The World’s most urgent need is…not Climate Change!

Twitter is mainly enraged at what appears to be a banner outside of a church building in Glasgow. It reads:

The World’s most urgent need is churches preaching Christ crucified not climate change

To be fair, some opponents have agreed with the exact statement, if not the sentiment. The world really does not need climate change!

If the banner is meant to enrage the masses, it’s a spectacular piece of trolling which is having the desired effect. But if you’re enraged by this message, don’t be, it’s probably not for you! I doubt that the church in question believe that President Biden is going to pass in his motorcade and ask the driver to pull over while he contemplates the possibility that his policies are flawed.

Instead, the banner is probably a comment on the poor state of the UK church. But again, I doubt they expect it to encourage errant christians and churches to return to a more conservative fold.

Most likely this communication is a form of virtue signalling, admittedly a charge more often made against liberals. The banner sends a clear message, to supporters, that they are standing fast in the face of the misguided woke church and climate alarmists.

And part of me gets it. I have been concerned about the environment for many years. But I am getting a little sick of churches trying to be ‘relevant’. It’s hard to get through a month without being told you need to dedicate the following Sunday to an issue, charity or campaign. And environmentalism constitutes the motherload for activist Christians.

For Christians, preaching Christ crucified is vital. So, instead of trying to argue the importance of mitigating climate change, I want to take the banner at face value.

▸ **Data records**
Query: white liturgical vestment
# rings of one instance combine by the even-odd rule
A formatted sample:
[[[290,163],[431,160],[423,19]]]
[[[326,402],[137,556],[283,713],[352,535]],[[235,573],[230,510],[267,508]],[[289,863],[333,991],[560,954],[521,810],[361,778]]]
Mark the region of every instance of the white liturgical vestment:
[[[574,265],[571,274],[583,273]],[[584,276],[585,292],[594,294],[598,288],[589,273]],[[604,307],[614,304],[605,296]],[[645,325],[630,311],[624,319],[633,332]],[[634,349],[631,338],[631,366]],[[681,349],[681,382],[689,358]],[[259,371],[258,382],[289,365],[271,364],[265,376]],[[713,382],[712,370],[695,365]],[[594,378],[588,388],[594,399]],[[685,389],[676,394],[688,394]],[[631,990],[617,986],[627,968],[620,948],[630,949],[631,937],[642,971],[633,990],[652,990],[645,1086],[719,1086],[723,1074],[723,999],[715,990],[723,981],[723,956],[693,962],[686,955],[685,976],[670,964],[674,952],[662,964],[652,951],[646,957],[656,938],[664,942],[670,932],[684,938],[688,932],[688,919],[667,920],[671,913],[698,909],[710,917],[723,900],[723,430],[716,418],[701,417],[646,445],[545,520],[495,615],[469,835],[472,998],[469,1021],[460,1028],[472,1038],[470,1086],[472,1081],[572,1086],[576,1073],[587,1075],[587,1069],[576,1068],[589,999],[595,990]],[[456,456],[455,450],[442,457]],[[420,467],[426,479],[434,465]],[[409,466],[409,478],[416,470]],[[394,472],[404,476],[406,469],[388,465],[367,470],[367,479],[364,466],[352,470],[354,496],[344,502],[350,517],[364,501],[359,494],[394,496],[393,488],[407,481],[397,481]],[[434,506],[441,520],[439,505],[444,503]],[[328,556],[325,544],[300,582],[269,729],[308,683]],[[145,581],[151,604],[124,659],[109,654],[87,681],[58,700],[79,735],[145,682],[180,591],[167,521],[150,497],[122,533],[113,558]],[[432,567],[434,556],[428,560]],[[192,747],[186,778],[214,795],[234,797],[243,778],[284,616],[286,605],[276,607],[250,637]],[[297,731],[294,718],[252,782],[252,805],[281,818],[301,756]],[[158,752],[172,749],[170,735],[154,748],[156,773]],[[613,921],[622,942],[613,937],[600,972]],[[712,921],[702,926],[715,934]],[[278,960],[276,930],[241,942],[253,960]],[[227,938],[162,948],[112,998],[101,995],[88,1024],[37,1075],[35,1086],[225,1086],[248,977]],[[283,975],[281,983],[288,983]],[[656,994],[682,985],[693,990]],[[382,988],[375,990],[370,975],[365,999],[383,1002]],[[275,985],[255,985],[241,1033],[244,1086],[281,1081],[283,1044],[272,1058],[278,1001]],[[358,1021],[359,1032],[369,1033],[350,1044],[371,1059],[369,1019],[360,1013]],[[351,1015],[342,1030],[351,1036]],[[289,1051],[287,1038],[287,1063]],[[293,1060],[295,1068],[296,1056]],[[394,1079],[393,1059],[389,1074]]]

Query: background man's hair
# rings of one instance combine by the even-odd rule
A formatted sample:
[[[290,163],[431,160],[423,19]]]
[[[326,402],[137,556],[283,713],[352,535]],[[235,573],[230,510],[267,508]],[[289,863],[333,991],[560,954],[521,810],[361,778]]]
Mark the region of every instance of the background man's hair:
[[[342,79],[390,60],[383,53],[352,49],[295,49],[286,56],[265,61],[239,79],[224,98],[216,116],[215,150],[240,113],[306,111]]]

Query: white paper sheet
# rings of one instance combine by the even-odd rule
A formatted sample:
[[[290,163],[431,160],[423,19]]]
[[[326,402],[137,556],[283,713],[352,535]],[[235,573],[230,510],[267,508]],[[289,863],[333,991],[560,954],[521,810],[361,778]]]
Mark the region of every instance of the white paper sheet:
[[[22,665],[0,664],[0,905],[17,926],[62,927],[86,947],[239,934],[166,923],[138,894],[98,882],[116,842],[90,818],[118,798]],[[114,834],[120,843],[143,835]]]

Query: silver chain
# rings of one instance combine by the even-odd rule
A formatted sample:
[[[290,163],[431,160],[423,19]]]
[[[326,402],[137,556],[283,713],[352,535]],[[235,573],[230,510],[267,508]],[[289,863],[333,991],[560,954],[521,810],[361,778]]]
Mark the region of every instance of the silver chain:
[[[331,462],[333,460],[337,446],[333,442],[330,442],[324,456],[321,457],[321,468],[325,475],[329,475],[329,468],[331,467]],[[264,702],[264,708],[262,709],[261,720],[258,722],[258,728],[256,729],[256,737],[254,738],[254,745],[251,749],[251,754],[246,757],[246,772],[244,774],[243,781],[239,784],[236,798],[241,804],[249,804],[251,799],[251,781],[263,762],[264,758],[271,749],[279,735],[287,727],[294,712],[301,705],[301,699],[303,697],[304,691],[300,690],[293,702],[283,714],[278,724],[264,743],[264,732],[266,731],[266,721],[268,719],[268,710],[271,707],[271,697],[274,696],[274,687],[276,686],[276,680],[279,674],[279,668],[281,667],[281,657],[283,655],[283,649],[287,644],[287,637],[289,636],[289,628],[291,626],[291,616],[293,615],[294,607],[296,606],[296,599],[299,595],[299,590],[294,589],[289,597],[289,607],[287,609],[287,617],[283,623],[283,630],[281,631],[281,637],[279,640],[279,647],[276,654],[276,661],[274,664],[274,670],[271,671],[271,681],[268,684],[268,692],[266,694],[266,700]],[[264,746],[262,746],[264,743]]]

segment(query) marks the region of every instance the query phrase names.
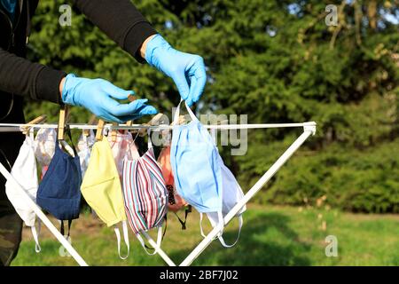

▸ **Instructions**
1. Answer these questions from the post about the church banner, using only what it states:
(a) Where does the banner appear to be displayed?
(b) Whose motorcade does the writer mention?
(c) What does the writer say environmentalism constitutes for activist Christians?
2. In the post about the church banner, condense the paragraph that opens "And part of me gets it." into two or three sentences, keeping its main facts.
3. Reproduce a portion of the post about the church banner unchanged. Begin at the words "Twitter is mainly" and stop after "policies are flawed.".

▸ **Answers for the exercise**
1.
(a) Outside a church building in Glasgow.
(b) President Biden's.
(c) The motherload.

2. The writer partly understands the banner's message. Though long concerned about the environment, the writer is tired of churches trying to be "relevant" and being asked nearly every month to devote a Sunday to some issue, charity or campaign. Environmentalism is the biggest of these causes for activist Christians.

3.
Twitter is mainly enraged at what appears to be a banner outside of a church building in Glasgow. It reads:

The World’s most urgent need is churches preaching Christ crucified not climate change

To be fair, some opponents have agreed with the exact statement, if not the sentiment. The world really does not need climate change!

If the banner is meant to enrage the masses, it’s a spectacular piece of trolling which is having the desired effect. But if you’re enraged by this message, don’t be, it’s probably not for you! I doubt that the church in question believe that President Biden is going to pass in his motorcade and ask the driver to pull over while he contemplates the possibility that his policies are flawed.